Every year, I pay the US government protection money at a higher rate than the mob demanded (~35% vs ~15%). They mark their territory, control who enters and exits, and demand compliance with their rules. If you are under their protection, they give you a little document that tells other gangs not to screw with you.

They back all of this up with guns and threats of violence, held by unelected thugs. They give you a process to prove your innocence, but the process itself is a punishment, since it is a huge resource drain to go through.

The FBI are the most visible thugs.

8 comments

This takes me back to conversations in the middle school cafeteria. When was the last time you had to bribe a US official to get basic tasks done like register your car? In places that actually have criminal governments this is the norm.

Do some research about what it's like in places where there is truly no mechanism for people to remove those in power. Look at russia and the mechanisms by which decisions are made and what means there are for the public to change them, and contrast that with all the NIMBYism which often dominates the process in the US.

Records
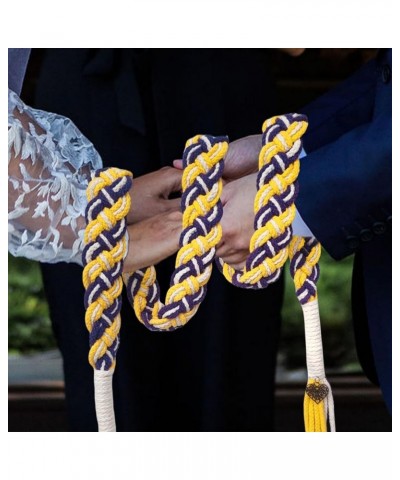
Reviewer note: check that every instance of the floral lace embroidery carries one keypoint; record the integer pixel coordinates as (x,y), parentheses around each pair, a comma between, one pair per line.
(49,166)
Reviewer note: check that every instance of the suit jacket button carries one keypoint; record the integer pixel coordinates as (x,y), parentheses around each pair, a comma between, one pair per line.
(352,242)
(386,74)
(366,235)
(378,228)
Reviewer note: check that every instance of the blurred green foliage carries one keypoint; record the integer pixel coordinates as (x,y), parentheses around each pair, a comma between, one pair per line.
(30,328)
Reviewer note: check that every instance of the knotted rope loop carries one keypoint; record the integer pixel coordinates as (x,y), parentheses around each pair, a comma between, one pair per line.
(274,203)
(201,231)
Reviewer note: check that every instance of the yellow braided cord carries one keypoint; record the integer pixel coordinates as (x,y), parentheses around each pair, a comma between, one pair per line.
(193,265)
(106,246)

**Problems to solve:**
1) Repeat word for word the part of the post comparing the US government to the mob, starting with "The FBI are" and going on through "process in the US.".
2) In the post comparing the US government to the mob, what rate does the writer say they pay the government each year, and what rate did the mob demand?
The data is material kept apart from the post comparing the US government to the mob.

**Per-task outputs:**
1)
The FBI are the most visible thugs.

8 comments

This takes me back to conversations in the middle school cafeteria. When was the last time you had to bribe a US official to get basic tasks done like register your car? In places that actually have criminal governments this is the norm.

Do some research about what it's like in places where there is truly no mechanism for people to remove those in power. Look at russia and the mechanisms by which decisions are made and what means there are for the public to change them, and contrast that with all the NIMBYism which often dominates the process in the US.

2) About 35% to the government, compared with about 15% demanded by the mob.